**En qué consiste:**
Indica cuántas de las líneas siguientes contienen la palabra "wall". Responde solo con el número.

------

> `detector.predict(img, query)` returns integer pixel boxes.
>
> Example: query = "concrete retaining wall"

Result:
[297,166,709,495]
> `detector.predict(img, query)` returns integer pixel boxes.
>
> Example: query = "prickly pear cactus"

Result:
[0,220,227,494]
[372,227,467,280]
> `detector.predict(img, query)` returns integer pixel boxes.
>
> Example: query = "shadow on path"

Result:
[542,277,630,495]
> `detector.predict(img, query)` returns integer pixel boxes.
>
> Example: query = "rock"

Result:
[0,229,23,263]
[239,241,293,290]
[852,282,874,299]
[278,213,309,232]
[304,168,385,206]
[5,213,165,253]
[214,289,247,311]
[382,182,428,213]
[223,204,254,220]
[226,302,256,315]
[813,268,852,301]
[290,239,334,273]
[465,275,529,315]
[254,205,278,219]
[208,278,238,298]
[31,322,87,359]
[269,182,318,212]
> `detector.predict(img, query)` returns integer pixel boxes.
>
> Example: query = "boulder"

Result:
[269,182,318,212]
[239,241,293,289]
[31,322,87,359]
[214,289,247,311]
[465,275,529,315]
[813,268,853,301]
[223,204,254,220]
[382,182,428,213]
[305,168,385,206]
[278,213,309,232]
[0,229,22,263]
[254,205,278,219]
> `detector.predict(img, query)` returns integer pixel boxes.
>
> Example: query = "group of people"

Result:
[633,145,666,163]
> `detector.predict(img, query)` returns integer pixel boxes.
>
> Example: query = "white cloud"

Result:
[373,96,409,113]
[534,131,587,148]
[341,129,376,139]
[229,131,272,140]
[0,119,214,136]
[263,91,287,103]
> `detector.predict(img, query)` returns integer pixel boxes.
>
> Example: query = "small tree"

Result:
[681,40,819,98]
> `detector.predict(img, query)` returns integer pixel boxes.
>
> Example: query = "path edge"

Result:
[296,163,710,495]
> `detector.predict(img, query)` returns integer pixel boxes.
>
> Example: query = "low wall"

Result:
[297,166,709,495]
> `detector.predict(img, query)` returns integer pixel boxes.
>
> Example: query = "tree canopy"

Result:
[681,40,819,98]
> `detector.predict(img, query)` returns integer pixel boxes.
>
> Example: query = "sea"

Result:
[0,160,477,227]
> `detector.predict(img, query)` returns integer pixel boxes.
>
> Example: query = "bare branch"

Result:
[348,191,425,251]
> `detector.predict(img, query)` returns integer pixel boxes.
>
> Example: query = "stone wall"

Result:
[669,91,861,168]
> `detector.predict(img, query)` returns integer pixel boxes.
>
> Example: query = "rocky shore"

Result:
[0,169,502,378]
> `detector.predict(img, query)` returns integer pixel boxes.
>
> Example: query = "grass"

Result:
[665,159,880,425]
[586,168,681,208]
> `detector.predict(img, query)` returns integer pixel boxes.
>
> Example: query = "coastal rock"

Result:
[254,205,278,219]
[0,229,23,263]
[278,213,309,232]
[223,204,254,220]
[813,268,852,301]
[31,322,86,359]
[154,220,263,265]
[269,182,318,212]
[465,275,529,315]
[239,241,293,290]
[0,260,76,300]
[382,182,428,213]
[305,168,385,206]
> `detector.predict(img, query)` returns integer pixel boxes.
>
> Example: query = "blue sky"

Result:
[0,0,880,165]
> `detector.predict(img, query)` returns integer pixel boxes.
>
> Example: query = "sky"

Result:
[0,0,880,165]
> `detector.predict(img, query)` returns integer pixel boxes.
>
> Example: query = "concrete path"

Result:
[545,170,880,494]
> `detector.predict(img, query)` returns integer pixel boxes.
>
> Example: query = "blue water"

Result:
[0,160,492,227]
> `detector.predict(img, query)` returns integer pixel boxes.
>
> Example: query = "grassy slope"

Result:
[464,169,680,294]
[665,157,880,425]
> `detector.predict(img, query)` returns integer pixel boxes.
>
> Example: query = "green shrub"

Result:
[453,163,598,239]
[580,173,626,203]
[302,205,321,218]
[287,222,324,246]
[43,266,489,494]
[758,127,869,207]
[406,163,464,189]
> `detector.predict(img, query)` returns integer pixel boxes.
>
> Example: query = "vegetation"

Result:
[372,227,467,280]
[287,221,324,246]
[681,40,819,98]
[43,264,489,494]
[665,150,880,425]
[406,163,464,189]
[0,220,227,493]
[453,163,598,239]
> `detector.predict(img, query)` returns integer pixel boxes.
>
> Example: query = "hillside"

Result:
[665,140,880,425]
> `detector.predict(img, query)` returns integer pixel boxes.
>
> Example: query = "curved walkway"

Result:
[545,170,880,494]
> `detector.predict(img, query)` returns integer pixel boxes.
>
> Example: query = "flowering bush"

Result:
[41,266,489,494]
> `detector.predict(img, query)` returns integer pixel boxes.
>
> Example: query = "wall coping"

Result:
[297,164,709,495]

------

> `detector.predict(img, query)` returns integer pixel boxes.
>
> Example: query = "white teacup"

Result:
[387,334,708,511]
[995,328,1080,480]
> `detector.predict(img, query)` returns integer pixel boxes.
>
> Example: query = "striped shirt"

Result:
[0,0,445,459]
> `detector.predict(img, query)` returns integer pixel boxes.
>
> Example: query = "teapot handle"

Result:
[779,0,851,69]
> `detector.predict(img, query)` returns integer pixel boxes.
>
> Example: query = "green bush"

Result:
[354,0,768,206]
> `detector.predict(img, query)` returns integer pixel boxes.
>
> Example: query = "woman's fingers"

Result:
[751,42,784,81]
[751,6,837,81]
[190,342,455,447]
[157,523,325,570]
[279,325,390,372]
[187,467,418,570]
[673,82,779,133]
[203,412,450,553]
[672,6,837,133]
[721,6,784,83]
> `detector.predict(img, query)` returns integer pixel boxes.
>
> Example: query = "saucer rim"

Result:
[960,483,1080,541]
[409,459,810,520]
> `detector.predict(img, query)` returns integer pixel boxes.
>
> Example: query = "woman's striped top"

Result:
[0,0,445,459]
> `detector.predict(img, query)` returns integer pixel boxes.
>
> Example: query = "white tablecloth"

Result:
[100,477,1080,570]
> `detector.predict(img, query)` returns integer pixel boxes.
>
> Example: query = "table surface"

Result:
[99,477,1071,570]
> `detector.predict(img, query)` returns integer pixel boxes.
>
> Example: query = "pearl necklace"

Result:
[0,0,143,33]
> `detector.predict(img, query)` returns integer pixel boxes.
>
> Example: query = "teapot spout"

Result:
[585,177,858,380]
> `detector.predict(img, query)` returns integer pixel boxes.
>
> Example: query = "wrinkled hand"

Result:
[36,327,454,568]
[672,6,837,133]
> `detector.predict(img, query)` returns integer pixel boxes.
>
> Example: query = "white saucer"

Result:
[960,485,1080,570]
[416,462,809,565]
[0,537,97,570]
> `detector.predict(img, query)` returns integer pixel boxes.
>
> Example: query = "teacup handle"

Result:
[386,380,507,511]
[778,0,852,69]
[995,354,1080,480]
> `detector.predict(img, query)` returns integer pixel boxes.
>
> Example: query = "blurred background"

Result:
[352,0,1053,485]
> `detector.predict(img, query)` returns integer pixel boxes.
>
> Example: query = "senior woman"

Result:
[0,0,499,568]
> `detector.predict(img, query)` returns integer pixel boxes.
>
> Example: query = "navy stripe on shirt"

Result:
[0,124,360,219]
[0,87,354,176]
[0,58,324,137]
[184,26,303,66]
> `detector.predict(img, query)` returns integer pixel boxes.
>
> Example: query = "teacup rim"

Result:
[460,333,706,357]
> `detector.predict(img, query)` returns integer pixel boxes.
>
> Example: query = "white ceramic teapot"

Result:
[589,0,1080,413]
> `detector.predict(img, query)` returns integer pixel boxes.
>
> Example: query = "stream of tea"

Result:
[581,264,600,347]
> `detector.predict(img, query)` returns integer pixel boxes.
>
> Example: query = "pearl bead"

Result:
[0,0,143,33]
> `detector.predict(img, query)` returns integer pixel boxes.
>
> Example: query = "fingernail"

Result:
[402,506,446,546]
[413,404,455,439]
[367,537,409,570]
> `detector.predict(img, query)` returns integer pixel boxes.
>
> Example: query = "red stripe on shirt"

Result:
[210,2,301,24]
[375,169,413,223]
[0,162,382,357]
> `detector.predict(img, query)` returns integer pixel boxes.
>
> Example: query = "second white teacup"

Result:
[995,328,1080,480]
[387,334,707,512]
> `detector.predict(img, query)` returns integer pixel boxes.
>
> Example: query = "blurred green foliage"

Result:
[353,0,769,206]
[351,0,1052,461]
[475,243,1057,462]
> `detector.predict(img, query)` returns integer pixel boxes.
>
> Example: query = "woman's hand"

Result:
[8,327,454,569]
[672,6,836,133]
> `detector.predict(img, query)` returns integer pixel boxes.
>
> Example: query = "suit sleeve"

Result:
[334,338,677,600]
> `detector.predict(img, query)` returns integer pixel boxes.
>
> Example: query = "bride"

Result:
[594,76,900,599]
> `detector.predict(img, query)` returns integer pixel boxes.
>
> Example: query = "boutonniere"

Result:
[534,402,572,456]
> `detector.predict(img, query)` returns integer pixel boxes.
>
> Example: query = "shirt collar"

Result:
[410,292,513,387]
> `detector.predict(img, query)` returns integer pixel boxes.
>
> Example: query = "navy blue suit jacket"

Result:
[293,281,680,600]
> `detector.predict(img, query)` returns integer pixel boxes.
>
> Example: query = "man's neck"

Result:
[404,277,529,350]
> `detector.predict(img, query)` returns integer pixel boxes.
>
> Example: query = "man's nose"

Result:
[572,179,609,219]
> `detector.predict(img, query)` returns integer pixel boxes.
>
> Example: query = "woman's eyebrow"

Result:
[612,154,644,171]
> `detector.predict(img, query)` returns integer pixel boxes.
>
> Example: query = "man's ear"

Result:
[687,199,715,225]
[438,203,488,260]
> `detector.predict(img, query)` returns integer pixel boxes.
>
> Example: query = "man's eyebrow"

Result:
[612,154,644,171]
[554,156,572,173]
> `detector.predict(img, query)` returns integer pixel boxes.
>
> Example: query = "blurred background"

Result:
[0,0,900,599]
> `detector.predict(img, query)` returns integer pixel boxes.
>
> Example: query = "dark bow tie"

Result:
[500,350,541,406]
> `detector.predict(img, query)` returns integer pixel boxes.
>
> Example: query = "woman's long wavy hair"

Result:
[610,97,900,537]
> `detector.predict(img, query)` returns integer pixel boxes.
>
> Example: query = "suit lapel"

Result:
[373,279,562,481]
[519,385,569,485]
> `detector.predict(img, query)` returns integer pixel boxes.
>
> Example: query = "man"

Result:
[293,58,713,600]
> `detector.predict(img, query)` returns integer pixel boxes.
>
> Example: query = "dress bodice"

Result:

------

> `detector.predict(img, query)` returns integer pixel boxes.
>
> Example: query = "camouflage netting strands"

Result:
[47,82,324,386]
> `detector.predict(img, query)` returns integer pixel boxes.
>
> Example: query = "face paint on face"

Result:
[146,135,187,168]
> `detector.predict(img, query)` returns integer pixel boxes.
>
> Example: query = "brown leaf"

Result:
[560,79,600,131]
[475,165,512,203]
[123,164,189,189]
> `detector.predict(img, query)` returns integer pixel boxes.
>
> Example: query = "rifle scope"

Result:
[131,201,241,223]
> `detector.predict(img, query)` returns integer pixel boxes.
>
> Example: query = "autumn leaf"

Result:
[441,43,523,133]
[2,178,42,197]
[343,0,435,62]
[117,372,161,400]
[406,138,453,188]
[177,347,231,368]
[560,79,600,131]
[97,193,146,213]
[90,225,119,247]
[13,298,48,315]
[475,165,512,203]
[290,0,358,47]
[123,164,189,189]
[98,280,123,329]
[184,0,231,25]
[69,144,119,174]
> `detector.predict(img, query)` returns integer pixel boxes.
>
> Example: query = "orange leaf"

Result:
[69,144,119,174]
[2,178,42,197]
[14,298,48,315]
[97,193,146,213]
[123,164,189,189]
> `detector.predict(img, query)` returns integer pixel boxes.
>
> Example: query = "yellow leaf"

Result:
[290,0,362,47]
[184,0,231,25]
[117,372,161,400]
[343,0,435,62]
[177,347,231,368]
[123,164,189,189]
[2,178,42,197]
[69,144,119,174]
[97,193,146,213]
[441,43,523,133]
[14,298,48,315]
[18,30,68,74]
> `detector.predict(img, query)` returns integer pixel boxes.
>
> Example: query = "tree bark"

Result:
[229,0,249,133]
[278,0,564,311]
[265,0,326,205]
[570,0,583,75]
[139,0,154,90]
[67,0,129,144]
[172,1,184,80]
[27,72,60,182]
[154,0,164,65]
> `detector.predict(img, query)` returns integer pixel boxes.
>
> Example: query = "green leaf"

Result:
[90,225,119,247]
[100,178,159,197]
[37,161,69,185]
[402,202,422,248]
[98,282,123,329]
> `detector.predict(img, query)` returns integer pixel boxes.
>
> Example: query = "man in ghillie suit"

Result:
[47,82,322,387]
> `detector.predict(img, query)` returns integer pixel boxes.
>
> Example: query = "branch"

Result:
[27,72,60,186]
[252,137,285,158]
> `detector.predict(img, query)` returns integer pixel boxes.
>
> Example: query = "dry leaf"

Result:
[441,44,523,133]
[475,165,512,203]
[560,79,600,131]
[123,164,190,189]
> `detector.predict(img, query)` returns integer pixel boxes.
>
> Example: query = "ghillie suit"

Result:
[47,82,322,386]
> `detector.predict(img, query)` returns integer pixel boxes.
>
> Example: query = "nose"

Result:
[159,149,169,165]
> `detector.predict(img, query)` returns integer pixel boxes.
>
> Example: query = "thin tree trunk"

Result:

------

**Respuesta esperada:**
4